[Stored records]
--------------------------------

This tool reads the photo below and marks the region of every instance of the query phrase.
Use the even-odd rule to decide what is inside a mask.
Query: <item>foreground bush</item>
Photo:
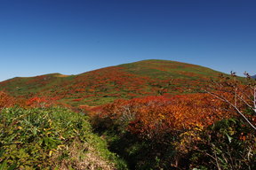
[[[0,142],[0,169],[122,169],[87,118],[63,108],[3,109]]]

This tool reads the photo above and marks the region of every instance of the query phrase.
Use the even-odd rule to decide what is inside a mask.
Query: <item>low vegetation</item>
[[[148,60],[2,82],[0,170],[256,169],[256,81],[216,73]]]
[[[0,169],[125,169],[87,117],[64,108],[4,108],[0,129]]]

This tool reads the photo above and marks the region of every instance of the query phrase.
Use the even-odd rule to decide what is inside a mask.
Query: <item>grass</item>
[[[65,108],[5,108],[0,129],[0,169],[126,169],[88,118]]]

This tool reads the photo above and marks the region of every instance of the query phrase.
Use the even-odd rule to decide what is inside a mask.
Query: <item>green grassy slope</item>
[[[193,88],[219,73],[200,66],[150,59],[71,76],[13,78],[0,82],[0,90],[14,97],[56,97],[74,106],[97,105],[116,98],[194,92]]]

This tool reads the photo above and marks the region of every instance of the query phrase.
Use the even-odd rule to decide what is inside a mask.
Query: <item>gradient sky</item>
[[[168,59],[256,73],[256,1],[0,0],[0,81]]]

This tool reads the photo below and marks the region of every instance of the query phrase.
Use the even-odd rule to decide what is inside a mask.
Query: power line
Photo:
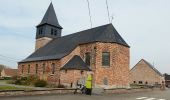
[[[111,21],[110,21],[110,13],[109,13],[109,5],[108,5],[107,0],[106,0],[106,7],[107,7],[108,20],[109,20],[109,23],[111,23]]]
[[[2,55],[2,54],[0,54],[0,57],[3,57],[3,58],[5,57],[5,58],[10,59],[10,60],[13,60],[13,61],[18,61],[18,60],[19,60],[19,59],[16,59],[16,58],[4,56],[4,55]]]
[[[7,60],[7,59],[4,59],[4,58],[0,58],[0,60],[1,61],[5,61],[5,62],[15,62],[15,63],[17,63],[17,61],[14,61],[14,60]]]
[[[90,11],[90,3],[89,3],[89,0],[87,0],[87,5],[88,5],[88,10],[89,10],[90,25],[91,25],[91,28],[92,28],[92,17],[91,17],[91,11]]]

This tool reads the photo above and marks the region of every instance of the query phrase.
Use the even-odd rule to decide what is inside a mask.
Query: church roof
[[[49,25],[52,25],[52,26],[55,26],[55,27],[62,29],[62,27],[58,23],[58,19],[57,19],[57,16],[56,16],[56,13],[55,13],[55,10],[54,10],[52,3],[48,7],[41,23],[37,27],[44,25],[44,24],[49,24]]]
[[[113,25],[107,24],[53,39],[21,62],[61,59],[78,45],[92,42],[117,43],[129,47]]]
[[[80,56],[75,55],[71,60],[69,60],[60,70],[87,70],[91,69],[86,63],[81,59]]]

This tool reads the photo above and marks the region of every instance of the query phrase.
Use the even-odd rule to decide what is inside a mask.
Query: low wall
[[[105,94],[123,94],[123,93],[136,93],[136,92],[149,92],[158,91],[159,88],[135,88],[135,89],[104,89]]]
[[[44,95],[44,94],[70,94],[75,89],[45,89],[45,90],[7,90],[0,91],[0,96],[26,96],[26,95]]]

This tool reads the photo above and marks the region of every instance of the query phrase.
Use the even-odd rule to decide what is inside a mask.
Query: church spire
[[[42,26],[44,24],[49,24],[49,25],[52,25],[54,27],[62,29],[62,27],[60,26],[60,24],[58,22],[58,19],[57,19],[57,16],[56,16],[52,2],[49,5],[41,23],[37,27]]]
[[[37,25],[35,50],[45,46],[51,40],[61,37],[62,29],[51,3],[41,23]]]

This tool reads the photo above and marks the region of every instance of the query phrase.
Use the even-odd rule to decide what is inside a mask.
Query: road
[[[33,87],[33,86],[22,86],[22,85],[15,85],[15,84],[7,84],[6,81],[0,80],[0,86],[14,86],[17,88],[27,88],[27,89],[34,89],[34,90],[43,90],[46,88],[40,88],[40,87]]]
[[[112,94],[112,95],[39,95],[21,97],[1,97],[0,100],[170,100],[170,89],[145,93]]]

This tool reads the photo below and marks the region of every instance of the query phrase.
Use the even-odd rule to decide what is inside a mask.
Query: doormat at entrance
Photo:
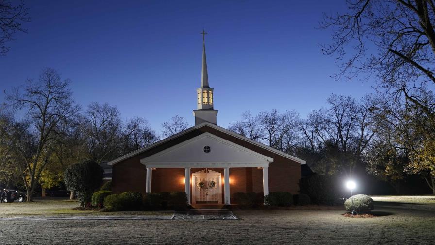
[[[172,219],[236,220],[237,217],[228,210],[191,210],[176,212]]]

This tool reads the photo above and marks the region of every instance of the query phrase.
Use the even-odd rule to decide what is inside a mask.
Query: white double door
[[[221,204],[221,174],[201,170],[192,174],[192,204]]]

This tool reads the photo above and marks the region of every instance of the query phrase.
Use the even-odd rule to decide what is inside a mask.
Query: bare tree
[[[189,124],[184,118],[178,115],[171,118],[170,120],[162,123],[163,130],[162,134],[164,137],[168,137],[186,129]]]
[[[140,117],[134,118],[126,122],[124,126],[123,138],[123,154],[147,146],[159,140],[147,120]]]
[[[258,116],[253,117],[250,111],[245,111],[242,113],[242,119],[231,123],[228,130],[251,140],[260,141],[262,132],[258,121]]]
[[[260,112],[260,126],[264,132],[262,140],[269,146],[283,150],[286,135],[297,126],[298,117],[293,111],[286,111],[282,114],[276,110]]]
[[[26,114],[32,122],[32,127],[23,135],[34,136],[28,137],[33,139],[28,144],[34,147],[30,152],[21,151],[21,154],[25,168],[20,171],[27,172],[29,176],[28,181],[24,181],[27,201],[32,201],[41,173],[48,163],[50,145],[57,142],[57,137],[63,133],[63,124],[69,123],[80,109],[72,99],[69,83],[67,79],[62,81],[55,70],[45,68],[38,81],[29,79],[23,89],[15,88],[6,95],[11,106],[27,110]]]
[[[394,99],[403,96],[435,119],[435,105],[421,96],[435,85],[435,2],[347,3],[348,13],[325,16],[322,25],[333,32],[332,43],[324,45],[323,51],[340,64],[335,77],[374,74],[381,91]]]
[[[122,122],[116,106],[107,103],[91,103],[82,119],[82,130],[87,141],[91,158],[99,164],[119,155]]]
[[[21,24],[30,21],[28,11],[22,1],[15,5],[8,0],[0,0],[0,56],[5,55],[9,51],[6,43],[14,40],[17,31],[27,32]]]

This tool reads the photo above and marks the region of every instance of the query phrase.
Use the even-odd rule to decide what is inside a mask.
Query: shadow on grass
[[[383,202],[382,201],[375,201],[375,206],[403,206],[403,205],[421,205],[421,203],[402,203],[395,202]]]
[[[391,212],[385,212],[384,211],[372,211],[371,214],[376,217],[383,217],[385,216],[393,215],[394,213]]]

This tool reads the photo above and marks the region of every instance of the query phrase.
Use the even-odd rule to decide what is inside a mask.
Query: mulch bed
[[[365,214],[355,214],[355,215],[352,215],[350,213],[343,213],[342,215],[344,217],[347,217],[349,218],[374,218],[376,216],[373,215],[373,214],[369,213],[366,213]]]

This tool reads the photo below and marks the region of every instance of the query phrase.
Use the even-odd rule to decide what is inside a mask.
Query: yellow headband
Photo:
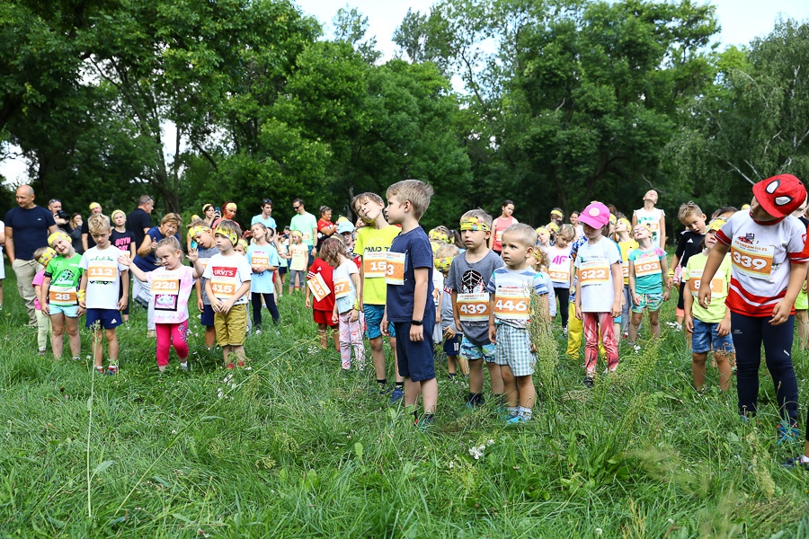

--------------------------------

**SHORT PROBLEM**
Print the material from its first line through the line that has "[[[0,142],[0,169],[122,169],[87,118],[63,108],[3,109]]]", including both ends. Leave the pictures out of what you print.

**EXERCISE SOLUTION**
This tool reads the photo below and marks the region of every instance of the query phrase.
Use the even-odd rule to decide what is inside a mask.
Query: <item>foreground bush</item>
Photo:
[[[0,142],[0,169],[122,169],[87,118],[63,108],[3,109]]]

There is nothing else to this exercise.